GIVEN TEXT ▸

[START]

# New in New Mexico



## Beetrice (Mar 9, 2009)

Hello, All:

I'm delighted to have found this bee forum. I've already learned new stuff and look forward to chatting with those of you able to take the time to communicate with me.

Last summer, I took top bar workshops, bought veil & smoker, and built boxes. Now, I'd like to get the operation up and running. I'm so eager to get started and to do it the best way possible!

Any guidance would be GREATLY appreciated.

Here's my situation:
An existing hive is available for me, to draw out of its current location inside a cinder block wall. My intent is to install a one-way mesh tunnel at the wall opening, so the bees can get out of their current hive in the wall but not return. I'll situate a top bar box near the wall opening, so the bees can conveniently set up housekeeping in the new box. Here are my start-up questions:

1. Should I try to find someone to sell me a few brood bars & queen to place in the waiting box?

[END]

LISTED ENTRIES ▸
[START]

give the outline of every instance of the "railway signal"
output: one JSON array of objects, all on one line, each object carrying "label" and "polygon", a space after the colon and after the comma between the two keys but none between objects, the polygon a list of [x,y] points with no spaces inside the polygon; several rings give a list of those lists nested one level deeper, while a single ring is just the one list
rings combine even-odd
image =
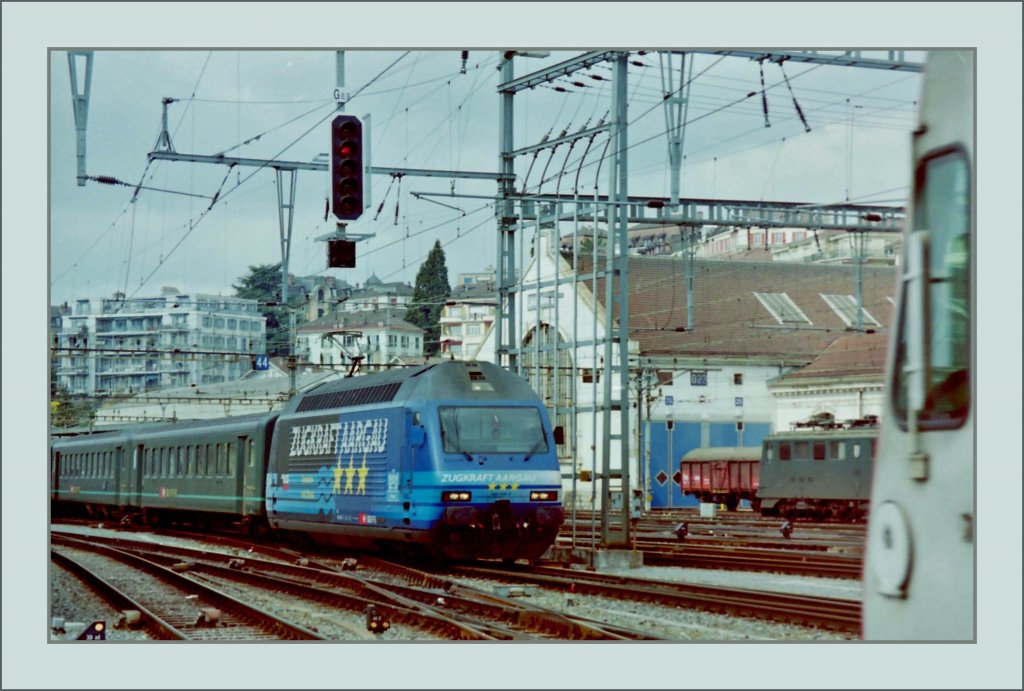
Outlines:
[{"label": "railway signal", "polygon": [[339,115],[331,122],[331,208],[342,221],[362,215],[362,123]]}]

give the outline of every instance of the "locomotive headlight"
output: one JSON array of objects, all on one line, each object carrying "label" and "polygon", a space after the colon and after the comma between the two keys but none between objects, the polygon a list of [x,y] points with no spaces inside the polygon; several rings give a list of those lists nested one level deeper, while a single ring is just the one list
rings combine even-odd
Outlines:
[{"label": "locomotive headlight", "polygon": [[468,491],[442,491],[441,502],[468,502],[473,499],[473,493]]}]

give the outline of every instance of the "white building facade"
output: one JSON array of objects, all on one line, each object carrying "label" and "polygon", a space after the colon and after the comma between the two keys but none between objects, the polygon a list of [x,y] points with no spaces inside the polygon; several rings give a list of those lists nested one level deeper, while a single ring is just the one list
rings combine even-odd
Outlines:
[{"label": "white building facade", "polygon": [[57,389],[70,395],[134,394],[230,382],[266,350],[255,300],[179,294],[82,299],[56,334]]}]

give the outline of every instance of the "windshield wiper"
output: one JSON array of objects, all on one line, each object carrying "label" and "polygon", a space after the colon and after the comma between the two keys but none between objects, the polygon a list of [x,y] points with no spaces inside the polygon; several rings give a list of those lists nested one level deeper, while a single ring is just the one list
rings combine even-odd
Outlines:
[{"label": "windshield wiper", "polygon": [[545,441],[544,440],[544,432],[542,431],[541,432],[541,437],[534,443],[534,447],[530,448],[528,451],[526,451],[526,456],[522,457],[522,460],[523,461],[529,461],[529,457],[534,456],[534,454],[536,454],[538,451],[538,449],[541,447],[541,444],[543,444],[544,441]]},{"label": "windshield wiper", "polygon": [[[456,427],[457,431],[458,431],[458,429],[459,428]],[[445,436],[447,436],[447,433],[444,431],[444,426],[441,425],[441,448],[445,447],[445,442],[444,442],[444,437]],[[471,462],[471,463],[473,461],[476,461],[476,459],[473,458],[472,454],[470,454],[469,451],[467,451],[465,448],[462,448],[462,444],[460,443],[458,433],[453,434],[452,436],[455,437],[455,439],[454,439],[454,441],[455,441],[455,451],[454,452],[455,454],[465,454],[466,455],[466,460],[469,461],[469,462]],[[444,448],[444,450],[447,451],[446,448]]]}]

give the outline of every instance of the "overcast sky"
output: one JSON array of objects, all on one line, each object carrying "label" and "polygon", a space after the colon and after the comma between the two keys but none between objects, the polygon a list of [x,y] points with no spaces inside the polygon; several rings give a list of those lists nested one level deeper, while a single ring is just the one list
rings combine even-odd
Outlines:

[END]

TASKS AND EXERCISES ▸
A) Reproduce the part of the beekeeping forum post that starts at "Last summer, I" and ends at "be GREATLY appreciated.".
B) Carry the forum post about drawing bees out of a cinder block wall further, starting right after its last line.

EXPECTED RESPONSES ▸
A)
Last summer, I took top bar workshops, bought veil & smoker, and built boxes. Now, I'd like to get the operation up and running. I'm so eager to get started and to do it the best way possible!

Any guidance would be GREATLY appreciated.

B)
2. Should I place some honey in the waiting box?
3. If not, what do you suggest?

Many thanks,
Beetrice


----------



## BeeAware (Mar 24, 2007)

You will need some open brood in the hive in order to get the bees to stay. If you only have honey & pollen you'll probably just get robbed. Welcome to the forum.


----------



## Beetrice (Mar 9, 2009)

*getting started*

Thank you for your reply and guidance.
Locating a beekeeper with top-bar brood is my next step!
Best to you!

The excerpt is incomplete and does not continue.